[Opening DATA IN THIS EXERCISE section]

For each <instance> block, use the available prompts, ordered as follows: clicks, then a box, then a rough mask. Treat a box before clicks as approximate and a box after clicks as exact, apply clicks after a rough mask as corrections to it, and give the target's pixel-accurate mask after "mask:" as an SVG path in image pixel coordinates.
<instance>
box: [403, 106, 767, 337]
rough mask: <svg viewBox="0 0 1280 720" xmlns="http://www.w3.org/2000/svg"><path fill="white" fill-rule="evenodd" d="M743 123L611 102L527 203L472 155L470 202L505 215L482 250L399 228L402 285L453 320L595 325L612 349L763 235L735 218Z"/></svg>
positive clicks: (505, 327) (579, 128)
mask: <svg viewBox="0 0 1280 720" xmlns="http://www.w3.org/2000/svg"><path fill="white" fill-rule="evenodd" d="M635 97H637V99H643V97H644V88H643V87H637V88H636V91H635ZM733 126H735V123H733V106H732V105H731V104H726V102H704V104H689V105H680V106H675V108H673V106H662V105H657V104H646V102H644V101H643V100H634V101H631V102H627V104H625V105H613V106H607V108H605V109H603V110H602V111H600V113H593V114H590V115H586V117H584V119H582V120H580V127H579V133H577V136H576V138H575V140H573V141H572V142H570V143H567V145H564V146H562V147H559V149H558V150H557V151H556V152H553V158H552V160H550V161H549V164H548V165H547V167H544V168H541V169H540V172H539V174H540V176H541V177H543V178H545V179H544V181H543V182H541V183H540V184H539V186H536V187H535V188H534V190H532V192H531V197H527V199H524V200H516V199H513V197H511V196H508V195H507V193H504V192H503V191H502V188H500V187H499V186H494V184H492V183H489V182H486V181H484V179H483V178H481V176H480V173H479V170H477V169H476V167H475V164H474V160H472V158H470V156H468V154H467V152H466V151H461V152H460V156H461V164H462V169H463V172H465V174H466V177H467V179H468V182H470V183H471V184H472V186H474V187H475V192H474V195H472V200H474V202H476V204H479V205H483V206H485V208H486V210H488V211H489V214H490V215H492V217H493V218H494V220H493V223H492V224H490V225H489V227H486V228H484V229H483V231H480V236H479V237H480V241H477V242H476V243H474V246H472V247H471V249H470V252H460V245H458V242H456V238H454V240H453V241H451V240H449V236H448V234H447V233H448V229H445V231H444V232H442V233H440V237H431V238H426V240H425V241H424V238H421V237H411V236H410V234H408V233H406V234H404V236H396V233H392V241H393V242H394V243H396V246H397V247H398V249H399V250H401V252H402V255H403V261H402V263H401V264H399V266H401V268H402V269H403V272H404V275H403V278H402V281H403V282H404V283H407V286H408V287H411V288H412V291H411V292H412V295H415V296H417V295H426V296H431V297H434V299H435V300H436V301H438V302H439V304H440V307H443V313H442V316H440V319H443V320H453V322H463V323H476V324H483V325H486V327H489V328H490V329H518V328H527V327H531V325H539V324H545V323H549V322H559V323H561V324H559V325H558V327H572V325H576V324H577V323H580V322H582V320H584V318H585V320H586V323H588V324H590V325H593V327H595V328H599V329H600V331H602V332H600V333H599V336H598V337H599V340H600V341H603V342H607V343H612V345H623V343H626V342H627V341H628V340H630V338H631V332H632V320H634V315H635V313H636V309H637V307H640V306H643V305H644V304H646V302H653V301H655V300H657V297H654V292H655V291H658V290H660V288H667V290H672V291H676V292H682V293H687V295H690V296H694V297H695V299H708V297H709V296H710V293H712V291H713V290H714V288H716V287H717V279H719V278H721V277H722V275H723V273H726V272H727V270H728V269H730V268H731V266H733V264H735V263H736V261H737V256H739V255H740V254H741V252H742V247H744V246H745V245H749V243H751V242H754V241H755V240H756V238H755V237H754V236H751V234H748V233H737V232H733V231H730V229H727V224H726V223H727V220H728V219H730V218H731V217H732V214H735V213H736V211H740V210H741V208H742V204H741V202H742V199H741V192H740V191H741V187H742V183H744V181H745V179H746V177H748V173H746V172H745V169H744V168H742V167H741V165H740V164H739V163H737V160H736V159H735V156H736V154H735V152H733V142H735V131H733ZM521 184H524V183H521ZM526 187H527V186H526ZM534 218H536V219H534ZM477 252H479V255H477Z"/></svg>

[Closing DATA IN THIS EXERCISE section]

> TASK ITEM
Above are some records; copy each line there that contains "instance".

> RESPONSE TO THIS EXERCISE
For each <instance> block, use the available prompts, ordered as follows: clicks, then a box, then a rough mask. Treat a box before clicks as approximate and a box after clicks as exact, apply clicks after a rough mask as corrections to it, and give the target's pixel-accurate mask after "mask:" as an SVG path in image pixel coordinates.
<instance>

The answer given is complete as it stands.